### EXCERPTED DATA
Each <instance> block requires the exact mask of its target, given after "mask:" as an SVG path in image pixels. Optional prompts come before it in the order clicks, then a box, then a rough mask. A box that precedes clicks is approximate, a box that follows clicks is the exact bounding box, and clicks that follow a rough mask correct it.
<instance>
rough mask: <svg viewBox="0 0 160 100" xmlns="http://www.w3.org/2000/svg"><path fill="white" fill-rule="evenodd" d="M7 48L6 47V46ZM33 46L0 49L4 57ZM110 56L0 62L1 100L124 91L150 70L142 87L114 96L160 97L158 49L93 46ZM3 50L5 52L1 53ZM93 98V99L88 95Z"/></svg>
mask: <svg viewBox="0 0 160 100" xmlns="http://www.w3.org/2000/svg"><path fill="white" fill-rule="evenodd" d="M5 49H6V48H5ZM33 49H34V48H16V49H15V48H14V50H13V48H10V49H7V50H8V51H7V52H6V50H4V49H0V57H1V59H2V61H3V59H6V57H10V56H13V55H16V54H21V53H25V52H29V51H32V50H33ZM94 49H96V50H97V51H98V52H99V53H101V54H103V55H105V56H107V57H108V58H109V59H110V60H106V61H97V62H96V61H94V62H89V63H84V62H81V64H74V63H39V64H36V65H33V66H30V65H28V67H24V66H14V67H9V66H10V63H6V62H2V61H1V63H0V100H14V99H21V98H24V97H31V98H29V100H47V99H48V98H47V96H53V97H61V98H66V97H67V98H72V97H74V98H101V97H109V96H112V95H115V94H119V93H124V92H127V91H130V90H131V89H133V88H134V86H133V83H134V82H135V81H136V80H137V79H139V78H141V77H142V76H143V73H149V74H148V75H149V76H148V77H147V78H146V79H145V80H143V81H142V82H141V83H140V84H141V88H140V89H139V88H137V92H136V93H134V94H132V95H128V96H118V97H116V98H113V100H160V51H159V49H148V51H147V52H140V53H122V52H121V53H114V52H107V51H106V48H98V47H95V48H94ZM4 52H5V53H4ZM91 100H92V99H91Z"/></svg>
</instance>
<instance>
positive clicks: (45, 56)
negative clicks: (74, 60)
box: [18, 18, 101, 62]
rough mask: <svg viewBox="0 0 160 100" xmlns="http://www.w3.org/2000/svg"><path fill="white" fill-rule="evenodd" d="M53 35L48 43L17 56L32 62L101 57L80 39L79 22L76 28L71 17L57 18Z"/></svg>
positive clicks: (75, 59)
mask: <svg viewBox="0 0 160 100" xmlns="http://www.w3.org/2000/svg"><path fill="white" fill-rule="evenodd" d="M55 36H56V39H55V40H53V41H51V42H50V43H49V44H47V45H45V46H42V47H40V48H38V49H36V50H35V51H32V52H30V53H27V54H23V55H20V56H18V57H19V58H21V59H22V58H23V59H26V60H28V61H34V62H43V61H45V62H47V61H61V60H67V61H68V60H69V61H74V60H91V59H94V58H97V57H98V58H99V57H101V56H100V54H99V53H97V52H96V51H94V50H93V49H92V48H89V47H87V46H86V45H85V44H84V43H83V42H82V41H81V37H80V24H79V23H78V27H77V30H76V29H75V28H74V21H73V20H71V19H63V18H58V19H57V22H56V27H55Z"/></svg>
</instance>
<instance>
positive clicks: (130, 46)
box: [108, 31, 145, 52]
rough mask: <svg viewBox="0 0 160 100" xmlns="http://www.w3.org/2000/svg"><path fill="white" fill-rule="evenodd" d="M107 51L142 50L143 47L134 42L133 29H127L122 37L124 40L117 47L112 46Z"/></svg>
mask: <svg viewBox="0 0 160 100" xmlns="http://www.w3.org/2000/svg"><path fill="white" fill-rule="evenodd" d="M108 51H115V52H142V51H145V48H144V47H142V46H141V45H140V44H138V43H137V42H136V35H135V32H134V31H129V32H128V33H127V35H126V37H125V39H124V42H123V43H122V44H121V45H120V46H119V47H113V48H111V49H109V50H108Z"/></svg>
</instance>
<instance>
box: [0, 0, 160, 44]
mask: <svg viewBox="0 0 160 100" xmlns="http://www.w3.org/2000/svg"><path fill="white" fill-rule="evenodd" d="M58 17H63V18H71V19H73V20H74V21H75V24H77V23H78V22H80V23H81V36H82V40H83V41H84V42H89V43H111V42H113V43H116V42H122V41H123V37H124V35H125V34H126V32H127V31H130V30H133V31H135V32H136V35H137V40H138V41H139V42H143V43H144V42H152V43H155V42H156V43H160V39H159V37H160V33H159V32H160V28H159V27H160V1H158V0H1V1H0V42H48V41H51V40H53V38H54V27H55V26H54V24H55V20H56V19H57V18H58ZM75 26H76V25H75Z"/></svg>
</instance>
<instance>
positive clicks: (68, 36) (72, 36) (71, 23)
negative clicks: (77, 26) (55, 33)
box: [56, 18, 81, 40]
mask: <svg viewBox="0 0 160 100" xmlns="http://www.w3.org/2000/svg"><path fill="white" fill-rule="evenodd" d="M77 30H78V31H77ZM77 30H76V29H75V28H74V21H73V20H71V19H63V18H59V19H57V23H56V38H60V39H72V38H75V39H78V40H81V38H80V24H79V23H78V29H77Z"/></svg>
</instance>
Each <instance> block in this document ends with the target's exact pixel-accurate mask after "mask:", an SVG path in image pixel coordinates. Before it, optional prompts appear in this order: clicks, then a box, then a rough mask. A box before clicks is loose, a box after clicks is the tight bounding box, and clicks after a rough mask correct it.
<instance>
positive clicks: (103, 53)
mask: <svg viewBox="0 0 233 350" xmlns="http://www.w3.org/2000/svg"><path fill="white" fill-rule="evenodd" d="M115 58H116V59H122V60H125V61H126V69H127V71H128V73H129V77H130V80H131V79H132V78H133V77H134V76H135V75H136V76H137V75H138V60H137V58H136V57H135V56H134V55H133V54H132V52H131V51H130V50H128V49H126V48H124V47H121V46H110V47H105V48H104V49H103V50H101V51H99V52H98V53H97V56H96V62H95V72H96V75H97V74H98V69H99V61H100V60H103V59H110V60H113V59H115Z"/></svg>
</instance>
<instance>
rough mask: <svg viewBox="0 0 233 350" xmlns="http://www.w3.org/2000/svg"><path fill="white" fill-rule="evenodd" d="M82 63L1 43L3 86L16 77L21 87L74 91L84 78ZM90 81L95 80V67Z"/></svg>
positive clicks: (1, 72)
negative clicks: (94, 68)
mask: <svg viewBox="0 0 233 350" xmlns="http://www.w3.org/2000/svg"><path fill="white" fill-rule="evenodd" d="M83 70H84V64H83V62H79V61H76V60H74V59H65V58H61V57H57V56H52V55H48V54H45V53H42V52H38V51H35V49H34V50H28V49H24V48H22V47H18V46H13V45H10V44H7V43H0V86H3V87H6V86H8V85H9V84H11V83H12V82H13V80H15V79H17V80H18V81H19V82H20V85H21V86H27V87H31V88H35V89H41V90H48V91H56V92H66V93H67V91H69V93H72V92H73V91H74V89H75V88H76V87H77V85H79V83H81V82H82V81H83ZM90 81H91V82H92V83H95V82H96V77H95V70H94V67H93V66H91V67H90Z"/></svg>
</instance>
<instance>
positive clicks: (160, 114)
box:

### DIRECTIVE
Copy all of the records above line for line, leaving every character unchanged.

### RESULT OF THE EXERCISE
Each <instance> block requires the exact mask of its target, given after "mask:" as an SVG path in image pixels. Optional prompts come before it in the order clicks, then a box, then a rough mask. A box that precedes clicks is approximate, a box that follows clicks is the exact bounding box, and clicks that follow a rough mask correct it.
<instance>
rough mask: <svg viewBox="0 0 160 100" xmlns="http://www.w3.org/2000/svg"><path fill="white" fill-rule="evenodd" d="M7 48L6 47V46ZM33 46L0 49L4 57ZM110 56L0 62L1 100L124 91L150 70L142 87L114 96L160 97L158 49L93 46ZM3 50L5 52L1 53ZM93 98V99L88 95Z"/></svg>
mask: <svg viewBox="0 0 160 100" xmlns="http://www.w3.org/2000/svg"><path fill="white" fill-rule="evenodd" d="M5 49H6V48H5ZM33 49H34V48H16V49H15V48H14V50H13V48H10V49H7V50H8V51H7V52H6V50H4V49H0V57H1V59H2V61H3V59H6V57H10V56H13V55H16V54H21V53H25V52H29V51H32V50H33ZM94 49H96V50H97V51H98V52H99V53H101V54H103V55H105V56H107V57H108V58H109V59H110V60H106V61H97V62H96V61H94V62H89V63H84V62H81V64H74V63H39V64H36V65H33V66H30V65H28V67H24V66H14V67H9V66H10V63H6V62H2V61H1V63H0V100H14V99H21V98H24V97H31V98H29V100H47V99H48V98H47V96H53V97H61V98H66V97H67V98H72V97H74V98H101V97H109V96H112V95H115V94H119V93H124V92H127V91H130V90H131V89H133V88H134V86H133V83H134V82H135V81H136V80H137V79H139V78H141V77H142V76H143V73H149V74H148V75H149V76H148V77H147V78H146V79H145V80H143V81H142V82H141V83H140V84H141V88H140V89H139V88H137V92H136V93H134V94H132V95H128V96H118V97H116V98H113V100H160V51H159V49H148V51H147V52H140V53H122V52H121V53H114V52H107V51H106V48H98V47H95V48H94ZM4 52H5V53H4ZM91 100H92V99H91Z"/></svg>
</instance>
<instance>
positive clicks: (45, 56)
negative clicks: (74, 60)
box: [18, 18, 101, 62]
rough mask: <svg viewBox="0 0 160 100" xmlns="http://www.w3.org/2000/svg"><path fill="white" fill-rule="evenodd" d="M53 35L48 43L17 56L32 62L101 57L80 39L79 22L76 28L71 17L57 18Z"/></svg>
positive clicks: (75, 59)
mask: <svg viewBox="0 0 160 100" xmlns="http://www.w3.org/2000/svg"><path fill="white" fill-rule="evenodd" d="M55 36H56V39H55V40H53V41H51V42H50V43H49V44H47V45H45V46H42V47H40V48H38V49H36V50H35V51H32V52H30V53H27V54H23V55H20V56H18V57H19V58H21V59H22V58H23V59H26V60H28V61H34V62H43V61H45V62H47V61H61V60H67V61H68V60H69V61H74V60H91V59H94V58H97V57H98V58H99V57H101V56H100V54H99V53H97V52H96V51H94V50H93V49H92V48H89V47H87V46H86V45H85V44H84V43H83V42H82V41H81V37H80V24H79V23H78V27H77V30H76V29H75V28H74V21H73V20H71V19H63V18H58V19H57V22H56V27H55Z"/></svg>
</instance>
<instance>
positive clicks: (130, 46)
box: [108, 31, 145, 52]
rough mask: <svg viewBox="0 0 160 100" xmlns="http://www.w3.org/2000/svg"><path fill="white" fill-rule="evenodd" d="M107 51L142 50L143 47L134 42L133 29H127L122 37L124 40L117 47L112 46Z"/></svg>
mask: <svg viewBox="0 0 160 100" xmlns="http://www.w3.org/2000/svg"><path fill="white" fill-rule="evenodd" d="M108 51H115V52H142V51H145V48H144V47H142V46H141V45H140V44H138V43H137V42H136V35H135V32H134V31H129V32H128V33H127V35H126V37H125V39H124V42H123V43H122V44H121V45H120V46H119V47H113V48H111V49H109V50H108Z"/></svg>
</instance>
<instance>
box: [0, 0, 160, 44]
mask: <svg viewBox="0 0 160 100" xmlns="http://www.w3.org/2000/svg"><path fill="white" fill-rule="evenodd" d="M58 17H63V18H71V19H73V20H74V21H75V24H77V23H78V22H80V23H81V36H82V40H83V41H84V42H89V43H111V42H113V43H116V42H122V41H123V37H124V35H125V34H126V32H127V31H130V30H133V31H135V32H136V35H137V40H138V41H139V42H143V43H144V42H152V43H155V42H156V43H160V39H159V37H160V33H159V32H160V28H159V27H160V1H158V0H1V1H0V42H48V41H51V40H53V38H54V27H55V26H54V24H55V20H56V19H57V18H58ZM75 26H76V25H75Z"/></svg>
</instance>
<instance>
positive clicks: (68, 36) (72, 36) (71, 23)
negative clicks: (77, 26) (55, 33)
box: [56, 18, 81, 40]
mask: <svg viewBox="0 0 160 100" xmlns="http://www.w3.org/2000/svg"><path fill="white" fill-rule="evenodd" d="M77 30H78V31H77ZM77 30H76V29H75V28H74V21H73V20H71V19H63V18H59V19H57V23H56V38H60V39H72V38H75V39H78V40H81V38H80V24H79V23H78V29H77Z"/></svg>
</instance>
Each <instance> block in this document ends with the target's exact pixel-accurate mask after "mask:", an SVG path in image pixel coordinates. Before it, optional prompts appear in this order: clicks, then a box, then a rough mask. A box before clicks is loose, a box after clicks is the tight bounding box, and clicks after a rough mask correct it.
<instance>
positive clicks: (103, 53)
mask: <svg viewBox="0 0 233 350" xmlns="http://www.w3.org/2000/svg"><path fill="white" fill-rule="evenodd" d="M115 58H116V59H122V60H125V61H126V69H127V71H128V73H129V77H130V80H131V79H132V78H133V77H134V76H135V75H136V76H137V75H138V60H137V58H136V57H135V56H134V55H133V54H132V52H131V51H130V50H128V49H126V48H124V47H121V46H110V47H105V48H104V49H103V50H101V51H99V52H98V53H97V56H96V62H95V72H96V75H97V74H98V69H99V61H100V60H103V59H110V60H113V59H115Z"/></svg>
</instance>
<instance>
rough mask: <svg viewBox="0 0 233 350" xmlns="http://www.w3.org/2000/svg"><path fill="white" fill-rule="evenodd" d="M82 63L1 43L3 86L16 77L21 87L74 91L84 78ZM90 81L95 80V67Z"/></svg>
positive clicks: (1, 72)
negative clicks: (94, 68)
mask: <svg viewBox="0 0 233 350" xmlns="http://www.w3.org/2000/svg"><path fill="white" fill-rule="evenodd" d="M83 70H84V64H83V62H79V61H76V60H74V59H65V58H61V57H57V56H52V55H48V54H45V53H42V52H38V51H35V49H34V50H28V49H24V48H22V47H18V46H13V45H10V44H7V43H0V86H3V87H6V86H8V85H9V84H11V83H12V82H13V80H15V79H17V80H18V81H19V82H20V85H21V86H27V87H31V88H35V89H41V90H48V91H56V92H66V93H67V91H69V93H72V92H73V91H74V89H75V88H76V87H77V85H79V83H81V82H82V81H83ZM90 81H91V82H92V83H95V82H96V77H95V70H94V67H93V66H91V67H90Z"/></svg>
</instance>
<instance>
positive clicks: (160, 114)
box:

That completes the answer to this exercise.